■ **Stated exercise**:
Please print every line of text from each item below word for word, leaving the pictures out of your answer.

####

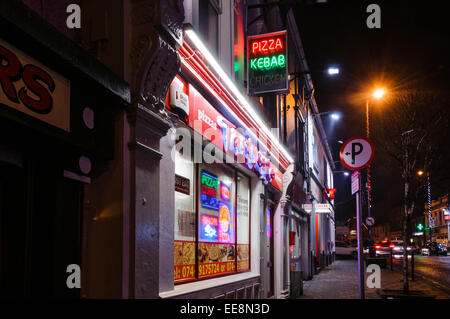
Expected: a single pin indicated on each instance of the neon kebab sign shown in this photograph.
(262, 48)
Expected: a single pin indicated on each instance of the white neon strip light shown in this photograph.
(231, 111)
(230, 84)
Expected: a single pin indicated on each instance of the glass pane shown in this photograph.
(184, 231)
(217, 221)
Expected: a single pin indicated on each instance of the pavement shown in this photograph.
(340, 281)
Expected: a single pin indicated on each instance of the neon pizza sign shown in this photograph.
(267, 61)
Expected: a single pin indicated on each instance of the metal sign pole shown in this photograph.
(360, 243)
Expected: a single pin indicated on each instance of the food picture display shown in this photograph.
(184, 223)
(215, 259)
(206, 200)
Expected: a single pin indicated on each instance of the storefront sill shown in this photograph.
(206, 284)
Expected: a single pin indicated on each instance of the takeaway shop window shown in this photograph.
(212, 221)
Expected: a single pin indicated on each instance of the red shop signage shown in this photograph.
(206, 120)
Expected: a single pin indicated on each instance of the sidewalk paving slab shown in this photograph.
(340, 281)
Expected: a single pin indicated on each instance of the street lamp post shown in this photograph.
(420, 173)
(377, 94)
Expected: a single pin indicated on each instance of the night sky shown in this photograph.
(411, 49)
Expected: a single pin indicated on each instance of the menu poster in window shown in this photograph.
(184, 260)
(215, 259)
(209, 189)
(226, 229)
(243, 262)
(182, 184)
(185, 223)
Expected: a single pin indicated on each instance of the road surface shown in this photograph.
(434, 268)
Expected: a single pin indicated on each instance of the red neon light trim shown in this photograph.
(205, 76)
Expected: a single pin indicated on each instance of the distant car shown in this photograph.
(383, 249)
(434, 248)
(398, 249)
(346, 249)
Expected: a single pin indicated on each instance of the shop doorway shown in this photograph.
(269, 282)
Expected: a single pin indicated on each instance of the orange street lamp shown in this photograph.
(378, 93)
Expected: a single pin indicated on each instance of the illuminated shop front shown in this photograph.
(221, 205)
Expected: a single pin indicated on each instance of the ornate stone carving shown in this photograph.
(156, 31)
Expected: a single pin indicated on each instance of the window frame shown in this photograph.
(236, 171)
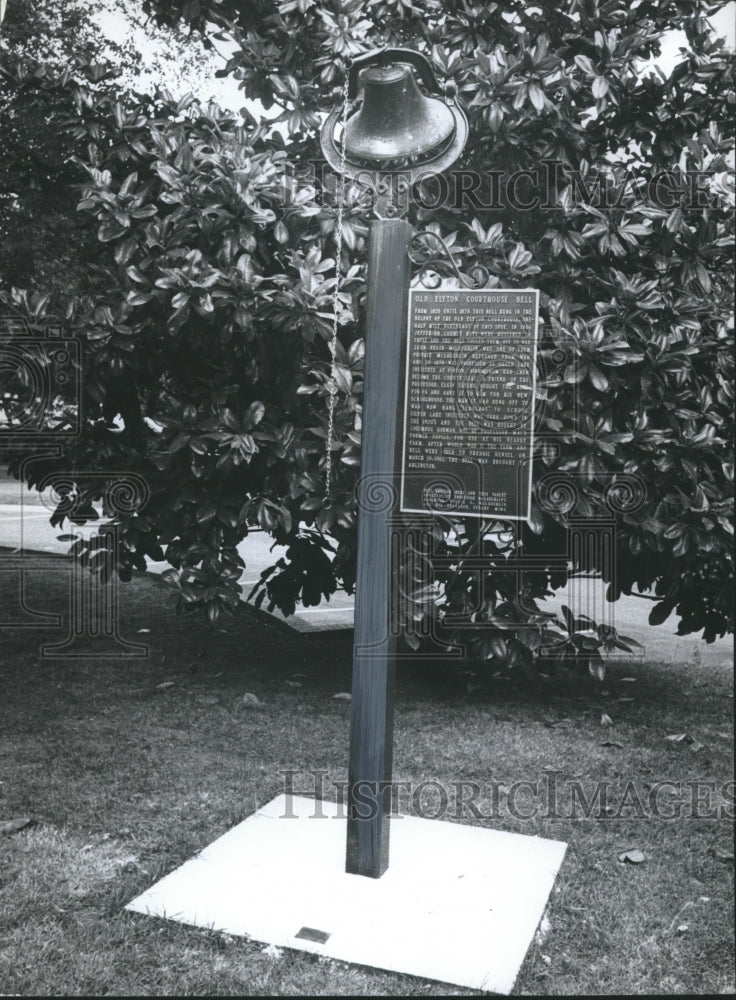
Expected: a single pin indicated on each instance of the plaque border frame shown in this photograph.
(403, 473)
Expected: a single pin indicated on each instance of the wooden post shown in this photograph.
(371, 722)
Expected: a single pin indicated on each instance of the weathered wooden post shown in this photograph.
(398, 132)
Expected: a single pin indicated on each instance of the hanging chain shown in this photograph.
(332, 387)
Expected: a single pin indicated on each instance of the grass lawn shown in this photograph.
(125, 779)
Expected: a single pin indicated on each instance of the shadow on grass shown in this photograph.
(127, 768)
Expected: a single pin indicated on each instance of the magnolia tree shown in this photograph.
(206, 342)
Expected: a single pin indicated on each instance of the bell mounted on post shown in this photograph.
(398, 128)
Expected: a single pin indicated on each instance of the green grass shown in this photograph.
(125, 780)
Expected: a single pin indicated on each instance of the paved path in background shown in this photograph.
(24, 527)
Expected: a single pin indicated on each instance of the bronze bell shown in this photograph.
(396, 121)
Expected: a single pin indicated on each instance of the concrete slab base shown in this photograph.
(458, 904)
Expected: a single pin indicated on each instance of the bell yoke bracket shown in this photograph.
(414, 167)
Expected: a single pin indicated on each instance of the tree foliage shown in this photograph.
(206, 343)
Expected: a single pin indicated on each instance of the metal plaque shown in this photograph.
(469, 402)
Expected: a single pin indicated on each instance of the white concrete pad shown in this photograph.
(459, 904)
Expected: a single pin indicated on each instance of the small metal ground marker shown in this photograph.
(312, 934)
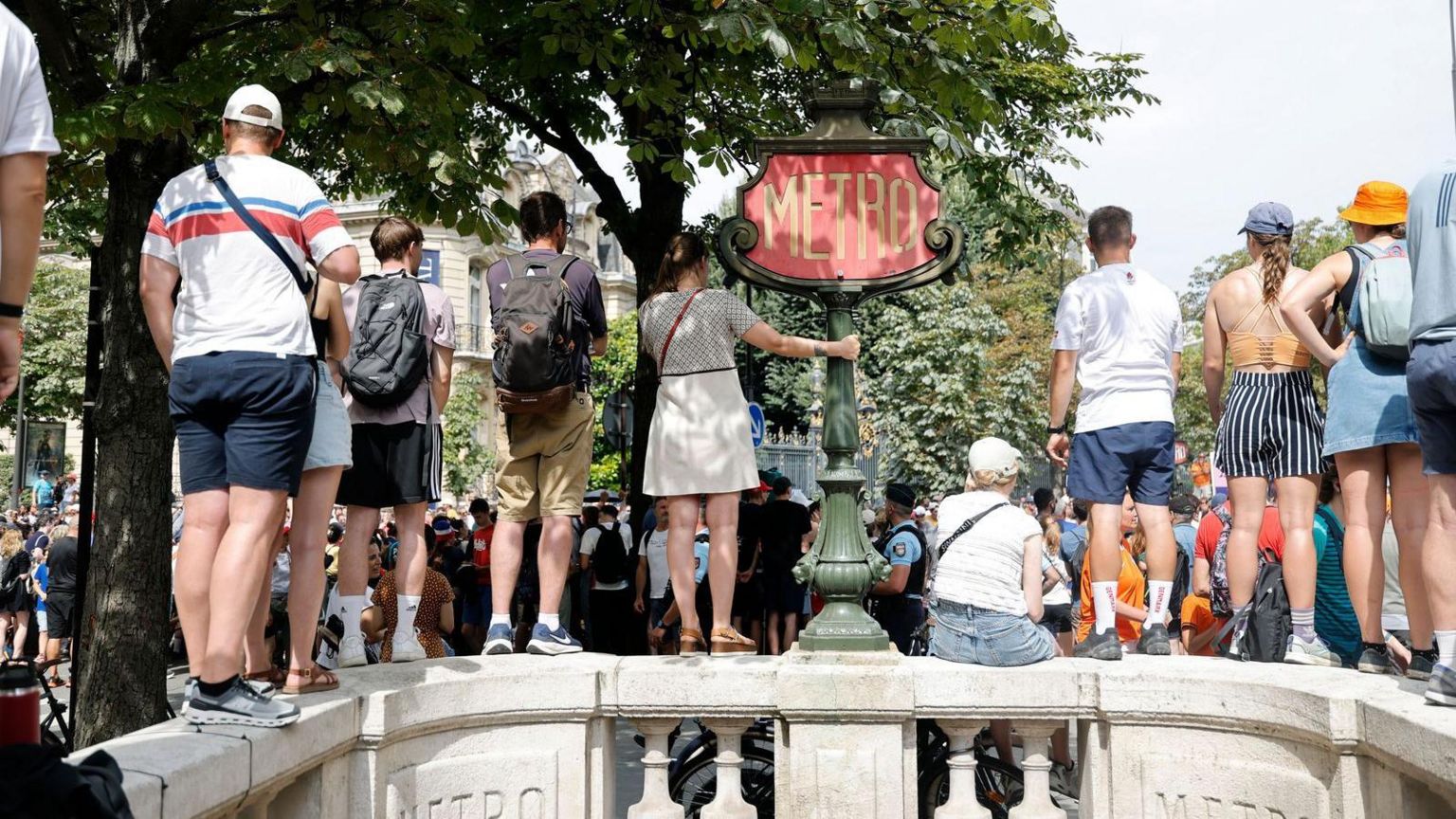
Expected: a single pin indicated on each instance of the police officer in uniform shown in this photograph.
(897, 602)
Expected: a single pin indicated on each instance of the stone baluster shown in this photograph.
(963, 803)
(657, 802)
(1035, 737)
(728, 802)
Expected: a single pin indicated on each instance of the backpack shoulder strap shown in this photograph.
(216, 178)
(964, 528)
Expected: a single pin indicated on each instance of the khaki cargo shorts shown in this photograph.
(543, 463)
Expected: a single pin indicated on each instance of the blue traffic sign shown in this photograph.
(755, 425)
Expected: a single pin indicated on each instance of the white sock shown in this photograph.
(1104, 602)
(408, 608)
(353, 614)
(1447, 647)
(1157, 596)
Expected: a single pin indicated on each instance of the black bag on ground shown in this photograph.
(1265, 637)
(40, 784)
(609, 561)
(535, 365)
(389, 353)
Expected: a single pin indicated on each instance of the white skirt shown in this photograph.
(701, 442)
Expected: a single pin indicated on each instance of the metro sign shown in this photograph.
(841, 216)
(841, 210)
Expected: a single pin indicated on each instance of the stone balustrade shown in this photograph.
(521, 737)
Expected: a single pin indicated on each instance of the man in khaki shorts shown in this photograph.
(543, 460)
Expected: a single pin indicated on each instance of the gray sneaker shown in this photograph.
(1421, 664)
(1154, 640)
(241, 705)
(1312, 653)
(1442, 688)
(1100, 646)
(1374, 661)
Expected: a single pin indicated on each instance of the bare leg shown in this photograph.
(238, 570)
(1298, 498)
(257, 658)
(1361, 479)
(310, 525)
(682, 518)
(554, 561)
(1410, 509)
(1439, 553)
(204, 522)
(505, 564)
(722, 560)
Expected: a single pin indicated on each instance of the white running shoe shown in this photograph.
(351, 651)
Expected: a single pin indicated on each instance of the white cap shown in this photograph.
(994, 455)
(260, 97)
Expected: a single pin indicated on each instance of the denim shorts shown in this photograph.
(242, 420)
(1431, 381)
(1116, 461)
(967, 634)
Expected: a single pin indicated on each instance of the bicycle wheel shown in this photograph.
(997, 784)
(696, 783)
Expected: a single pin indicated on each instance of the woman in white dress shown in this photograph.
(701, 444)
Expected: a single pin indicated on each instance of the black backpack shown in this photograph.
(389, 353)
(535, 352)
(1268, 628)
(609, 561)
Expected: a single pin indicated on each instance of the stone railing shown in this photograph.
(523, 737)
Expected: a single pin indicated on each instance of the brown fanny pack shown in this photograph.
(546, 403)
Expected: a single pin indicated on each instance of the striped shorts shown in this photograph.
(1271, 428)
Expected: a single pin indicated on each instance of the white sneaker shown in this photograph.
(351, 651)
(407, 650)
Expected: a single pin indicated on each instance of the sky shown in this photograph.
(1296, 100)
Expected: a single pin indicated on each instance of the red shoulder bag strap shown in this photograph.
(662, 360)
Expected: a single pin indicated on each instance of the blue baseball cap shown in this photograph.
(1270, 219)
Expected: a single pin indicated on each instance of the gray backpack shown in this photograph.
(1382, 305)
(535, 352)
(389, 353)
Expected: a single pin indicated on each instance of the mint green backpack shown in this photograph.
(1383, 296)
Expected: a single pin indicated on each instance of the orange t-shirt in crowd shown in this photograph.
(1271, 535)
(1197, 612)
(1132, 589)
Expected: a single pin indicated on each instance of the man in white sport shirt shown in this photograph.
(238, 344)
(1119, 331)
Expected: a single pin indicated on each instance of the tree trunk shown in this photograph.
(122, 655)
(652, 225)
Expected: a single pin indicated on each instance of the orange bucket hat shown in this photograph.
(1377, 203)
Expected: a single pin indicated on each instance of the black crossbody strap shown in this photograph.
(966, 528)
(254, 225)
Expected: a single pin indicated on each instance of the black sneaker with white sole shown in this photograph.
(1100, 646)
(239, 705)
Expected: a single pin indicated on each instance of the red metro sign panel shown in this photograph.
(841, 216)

####

■ **Result**:
Expected: a single pin indicated on each instance of the neon kebab sign shown in this photograph.
(262, 48)
Expected: a single pin indicated on each instance of the white neon strip light shown in this photograph.
(231, 111)
(230, 84)
Expected: a single pin indicated on each instance of the glass pane shown in this photograph.
(184, 231)
(217, 221)
Expected: a single pin indicated on each instance of the pavement shown in this photograph.
(340, 281)
Expected: a single pin indicated on each instance of the neon pizza sign shown in this photograph.
(267, 61)
Expected: a single pin indicated on each instance of the metal sign pole shown in this photograph.
(360, 243)
Expected: a single pin indicated on each instance of the food picture display shown in this photograph.
(184, 223)
(215, 259)
(206, 200)
Expected: a single pin indicated on each instance of the storefront sill shown in this photograph.
(206, 284)
Expected: a single pin indicated on each instance of the takeaway shop window shown in this photograph.
(212, 221)
Expected: a single pin indicated on each instance of the red shop signage shown in this photograph.
(206, 120)
Expected: a single pin indicated on each instance of the sidewalk paving slab shown in this photograph.
(340, 281)
Expected: a single pin indicated on each instance of the street lamp post shown in this photograph.
(420, 173)
(377, 94)
Expected: a single pin indicated on each instance of the night sky shown in this photograph.
(411, 49)
Expected: a single pin indicated on each instance of the menu poster in window shown in this photograph.
(184, 260)
(215, 259)
(209, 189)
(226, 229)
(243, 262)
(182, 184)
(185, 223)
Expected: a single pin indicated on each instance of the road surface shown in this photograph.
(434, 268)
Expected: a single pin indicated on each instance of the red neon light trim shown in this photograph.
(205, 76)
Expected: a single pin indicated on each instance of the distant car shown in this photograph.
(383, 249)
(434, 248)
(398, 249)
(346, 249)
Expected: a single pin indicated on each instance of the shop doorway shown in this photograph.
(269, 282)
Expected: a single pin indicated on each instance of the orange street lamp shown in this photograph.
(378, 93)
Expected: a single pin indicated on each instance of the illuminated shop front shown in this photograph.
(221, 205)
Expected: a single pin indicated on each instance of the ornate stone carving shown in this photograph.
(156, 31)
Expected: a single pin indicated on each instance of the window frame shown in this photograph.
(236, 171)
Expected: a single pin indicated on each instance of the plaque border frame shown in this photograph.
(403, 473)
Expected: a single pin indicated on each instance of the wooden post shown in this photograph.
(371, 722)
Expected: a single pin indicated on each instance of the weathered wooden post shown in this photograph.
(398, 132)
Expected: a single pin indicated on each instance of the hanging chain shown in this photograph.
(332, 387)
Expected: a single pin indicated on each instance of the grass lawn shown in this photograph.
(125, 779)
Expected: a single pin indicated on each instance of the shadow on grass shown in this photograph.
(127, 768)
Expected: a single pin indicated on each instance of the magnolia tree shown in this photograph.
(206, 342)
Expected: a single pin indicated on each instance of the bell mounted on post shown in this photograph.
(398, 128)
Expected: a single pin indicated on each instance of the green grass shown in this photograph.
(125, 780)
Expected: a single pin indicated on each instance of the paved path in background shown in this photograph.
(24, 527)
Expected: a single pin indicated on each instance of the bronze bell shown in this photograph.
(396, 121)
Expected: a single pin indicated on each instance of the concrete slab base shown in this photograph.
(458, 904)
Expected: a single pin indicated on each instance of the bell yoke bracket shown in this photograph.
(414, 167)
Expected: a single pin indicated on each instance of the tree foliage shown in this photograph.
(206, 343)
Expected: a single pin indicated on each instance of the metal plaque shown in this photograph.
(469, 402)
Expected: a single pin indicated on each instance of the white concrete pad shown in this photograph.
(459, 904)
Expected: a single pin indicated on each instance of the small metal ground marker shown in this photograph.
(312, 934)
Expected: a single pin indicated on each instance of the police officer in uniform shown in this photograph.
(897, 602)
Expected: a single pin indicated on each instance of the stone baluster shown in this photograph.
(963, 803)
(657, 802)
(1035, 737)
(728, 802)
Expected: a single pin indicated on each instance of the backpack shoulder strap shown in this photograph.
(216, 178)
(964, 528)
Expected: a single pin indicated on each instance of the khaki cargo shorts shown in this photograph.
(543, 463)
Expected: a single pin indicated on each instance of the blue traffic sign shown in this photograph.
(755, 425)
Expected: a single pin indicated on each instance of the white sock shown in this photograph.
(1104, 602)
(408, 608)
(353, 614)
(1447, 647)
(1157, 596)
Expected: a single pin indicated on each instance of the black bag on ground shown in this photograph.
(1265, 637)
(40, 784)
(609, 561)
(535, 365)
(389, 353)
Expected: a single pin indicated on each instance of the white skirt shown in this photograph.
(701, 442)
Expected: a single pin indicated on each instance of the metro sign shown in this photograph.
(841, 216)
(841, 210)
Expected: a single pin indicated on each instance of the stone balustrade shown in this photograph.
(521, 737)
Expected: a single pin indicated on each instance of the man in khaki shorts shown in this photograph.
(543, 460)
Expected: a single pin indicated on each instance of the gray sneaker shown in this photograph.
(1421, 664)
(1154, 640)
(241, 705)
(1312, 653)
(1442, 688)
(1100, 646)
(1374, 661)
Expected: a single pin indicated on each instance of the bare leg shown in this photograph.
(238, 570)
(1298, 498)
(257, 658)
(1361, 479)
(310, 525)
(682, 518)
(554, 561)
(1410, 509)
(1439, 553)
(204, 522)
(505, 564)
(722, 560)
Expected: a single pin indicated on each instance of the white running shoe shown in this photograph.
(351, 651)
Expected: a single pin indicated on each instance of the white cap shown in this photograph.
(994, 455)
(260, 97)
Expected: a single pin indicated on each instance of the denim shorts shown in this photograph.
(242, 420)
(1431, 381)
(1116, 461)
(967, 634)
Expected: a single pin indicated on each instance of the bicycle wheel shown in this photograph.
(997, 784)
(696, 783)
Expected: a single pin indicated on each instance of the woman in white dress shown in this photograph.
(701, 444)
Expected: a single pin indicated on each instance of the black backpack shown in this photograph.
(389, 353)
(535, 352)
(1268, 628)
(609, 561)
Expected: a single pin indicated on each instance of the stone railing shown in this photograph.
(523, 737)
Expected: a single pin indicated on each instance of the brown fanny pack shown in this photograph.
(546, 403)
Expected: a single pin indicated on each instance of the striped shorts shown in this photograph.
(1271, 428)
Expected: a single pin indicated on each instance of the white sneaker shown in this photograph.
(351, 651)
(407, 650)
Expected: a single pin indicated on each instance of the sky shown in this photograph.
(1296, 100)
Expected: a single pin indicated on each instance of the red shoulder bag strap shown in this photograph.
(662, 360)
Expected: a single pin indicated on each instance of the blue baseball cap shown in this photograph.
(1270, 219)
Expected: a single pin indicated on each instance of the gray backpack shown in this photograph.
(1382, 305)
(535, 352)
(389, 353)
Expected: a single pin indicated on each instance of the mint green backpack shown in this photograph.
(1383, 296)
Expected: a single pin indicated on each instance of the orange t-shirt in crowd shown in this photograph.
(1271, 535)
(1197, 612)
(1132, 589)
Expected: a single pin indicated on each instance of the man in white sport shirt shown in this photograph.
(238, 344)
(1119, 331)
Expected: a single pin indicated on each instance of the tree trunk shown in this photograph.
(122, 655)
(652, 225)
Expected: a single pin indicated on each instance of the orange bucket hat shown in this photograph.
(1377, 203)
Expected: a single pin indicated on each instance of the black crossbody strap shown in this photograph.
(966, 528)
(254, 225)
Expected: a single pin indicated on each instance of the black sneaker with white sole shown in this photograph.
(1100, 646)
(239, 705)
Expected: a single pin indicated on each instance of the red metro sign panel shown in this photograph.
(841, 216)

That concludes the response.